PROBLEM REQUIREMENTS
Gather every line that contains the word "area", and note that case counts.

RECORDS SHOWN

- - - -

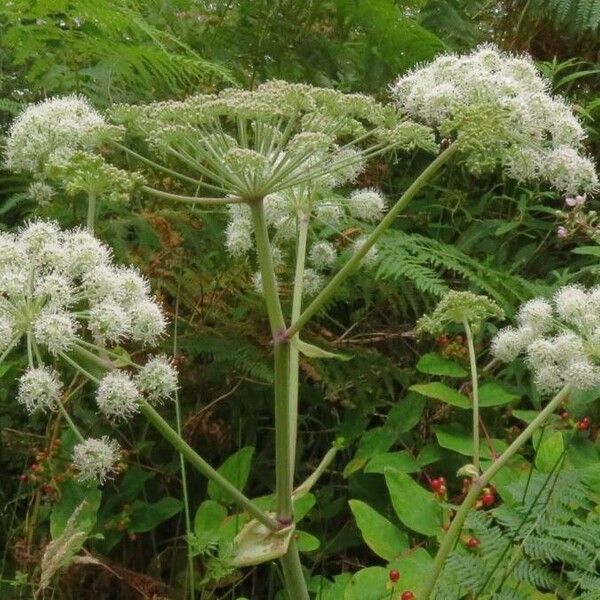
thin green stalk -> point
(329, 290)
(453, 533)
(91, 218)
(294, 381)
(474, 394)
(191, 199)
(203, 467)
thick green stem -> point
(294, 381)
(453, 533)
(474, 394)
(91, 218)
(203, 467)
(329, 290)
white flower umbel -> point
(117, 395)
(559, 339)
(50, 132)
(157, 379)
(501, 107)
(39, 389)
(96, 458)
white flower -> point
(117, 395)
(322, 255)
(157, 379)
(50, 132)
(39, 388)
(96, 459)
(55, 329)
(367, 205)
(148, 324)
(109, 322)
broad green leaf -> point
(414, 569)
(436, 364)
(549, 451)
(440, 391)
(383, 537)
(306, 542)
(406, 413)
(72, 496)
(493, 394)
(454, 437)
(236, 470)
(417, 508)
(209, 516)
(369, 584)
(145, 516)
(401, 461)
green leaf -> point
(414, 569)
(208, 519)
(401, 461)
(440, 391)
(368, 584)
(493, 394)
(454, 437)
(415, 506)
(435, 364)
(549, 451)
(307, 542)
(72, 495)
(236, 469)
(383, 537)
(406, 413)
(145, 516)
(312, 351)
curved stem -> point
(191, 199)
(203, 467)
(294, 381)
(479, 483)
(474, 394)
(327, 292)
(91, 218)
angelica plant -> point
(282, 160)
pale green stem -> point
(69, 421)
(329, 290)
(91, 218)
(310, 481)
(294, 381)
(474, 394)
(453, 533)
(292, 569)
(192, 199)
(203, 467)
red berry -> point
(488, 499)
(584, 424)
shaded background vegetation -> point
(492, 236)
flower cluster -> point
(560, 339)
(56, 140)
(282, 135)
(499, 107)
(458, 307)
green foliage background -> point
(492, 236)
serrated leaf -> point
(417, 508)
(382, 536)
(440, 391)
(436, 364)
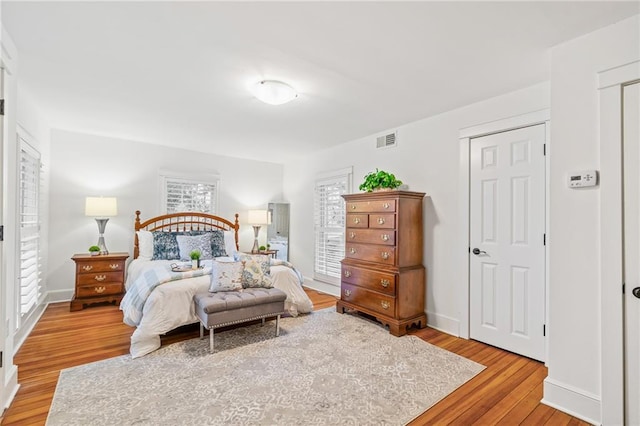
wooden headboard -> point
(183, 222)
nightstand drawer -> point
(99, 266)
(101, 289)
(99, 277)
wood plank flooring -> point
(507, 392)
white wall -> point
(426, 158)
(87, 165)
(574, 338)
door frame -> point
(466, 135)
(610, 86)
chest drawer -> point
(357, 220)
(371, 206)
(368, 278)
(371, 253)
(99, 266)
(372, 236)
(99, 277)
(378, 302)
(98, 289)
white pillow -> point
(226, 276)
(188, 243)
(230, 243)
(145, 245)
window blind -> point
(29, 232)
(184, 195)
(329, 222)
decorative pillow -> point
(145, 245)
(226, 276)
(256, 270)
(165, 246)
(188, 243)
(230, 243)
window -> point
(329, 222)
(29, 231)
(190, 195)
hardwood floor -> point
(507, 392)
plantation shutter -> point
(29, 232)
(184, 195)
(329, 223)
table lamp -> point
(100, 208)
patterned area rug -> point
(325, 368)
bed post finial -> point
(237, 226)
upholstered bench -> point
(233, 307)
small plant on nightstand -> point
(195, 259)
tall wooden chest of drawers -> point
(382, 272)
(98, 279)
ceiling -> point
(176, 73)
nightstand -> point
(98, 279)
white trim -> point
(611, 303)
(571, 400)
(525, 120)
(321, 287)
(443, 323)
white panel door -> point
(507, 259)
(631, 155)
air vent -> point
(387, 141)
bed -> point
(159, 300)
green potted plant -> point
(195, 259)
(379, 180)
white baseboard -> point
(54, 296)
(571, 400)
(322, 287)
(443, 323)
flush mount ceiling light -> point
(273, 92)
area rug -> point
(325, 368)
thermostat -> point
(583, 179)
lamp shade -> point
(259, 217)
(101, 206)
(273, 92)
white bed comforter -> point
(170, 304)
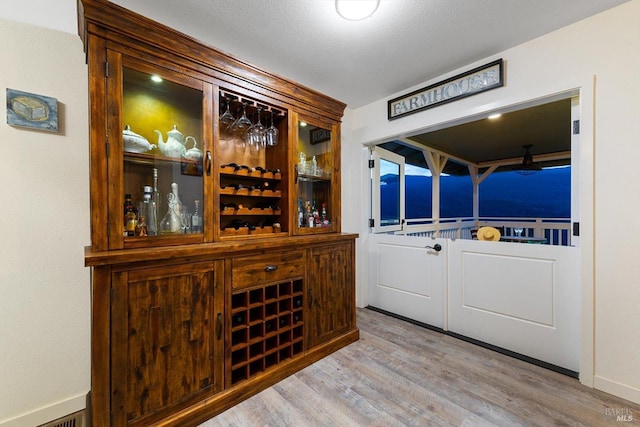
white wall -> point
(44, 286)
(606, 46)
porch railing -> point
(556, 231)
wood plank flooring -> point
(400, 374)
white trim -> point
(380, 154)
(617, 389)
(48, 413)
(584, 87)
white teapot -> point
(134, 143)
(193, 153)
(174, 147)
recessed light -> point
(356, 10)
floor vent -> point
(73, 420)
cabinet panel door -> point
(166, 339)
(331, 293)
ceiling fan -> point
(528, 166)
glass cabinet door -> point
(315, 170)
(251, 157)
(162, 199)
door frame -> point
(582, 86)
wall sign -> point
(32, 111)
(481, 79)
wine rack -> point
(266, 328)
(249, 200)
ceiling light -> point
(356, 10)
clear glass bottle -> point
(196, 218)
(171, 222)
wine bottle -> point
(130, 216)
(196, 218)
(235, 166)
(225, 206)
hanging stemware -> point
(243, 123)
(255, 135)
(227, 119)
(271, 134)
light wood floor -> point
(400, 374)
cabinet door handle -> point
(219, 326)
(207, 165)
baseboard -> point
(48, 413)
(617, 389)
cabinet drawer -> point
(257, 269)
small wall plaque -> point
(472, 82)
(32, 111)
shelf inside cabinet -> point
(248, 192)
(155, 159)
(250, 211)
(314, 178)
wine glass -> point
(271, 134)
(243, 123)
(227, 119)
(255, 134)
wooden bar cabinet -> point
(218, 262)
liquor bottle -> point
(142, 229)
(237, 224)
(309, 216)
(147, 209)
(300, 213)
(155, 196)
(234, 186)
(130, 216)
(196, 218)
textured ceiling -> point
(405, 43)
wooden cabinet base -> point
(216, 404)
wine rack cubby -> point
(267, 327)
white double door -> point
(407, 278)
(523, 298)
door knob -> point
(437, 247)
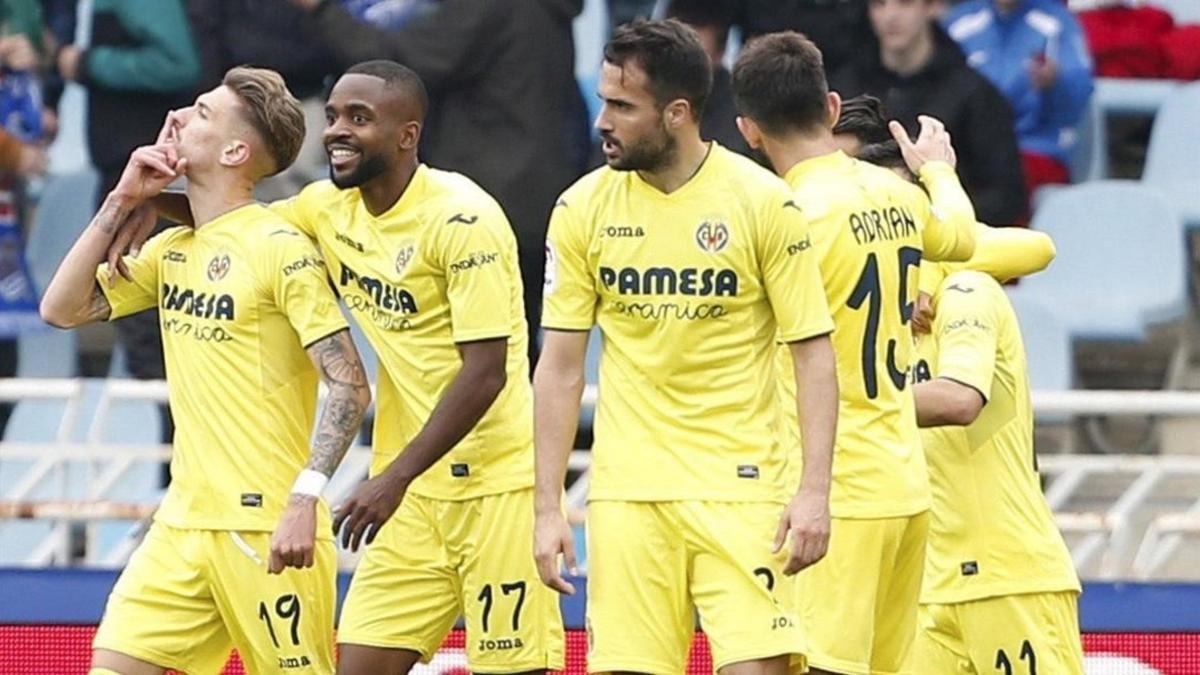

- - - -

PROBLEM SOLUTION
patterned area rug -> point
area rug -> point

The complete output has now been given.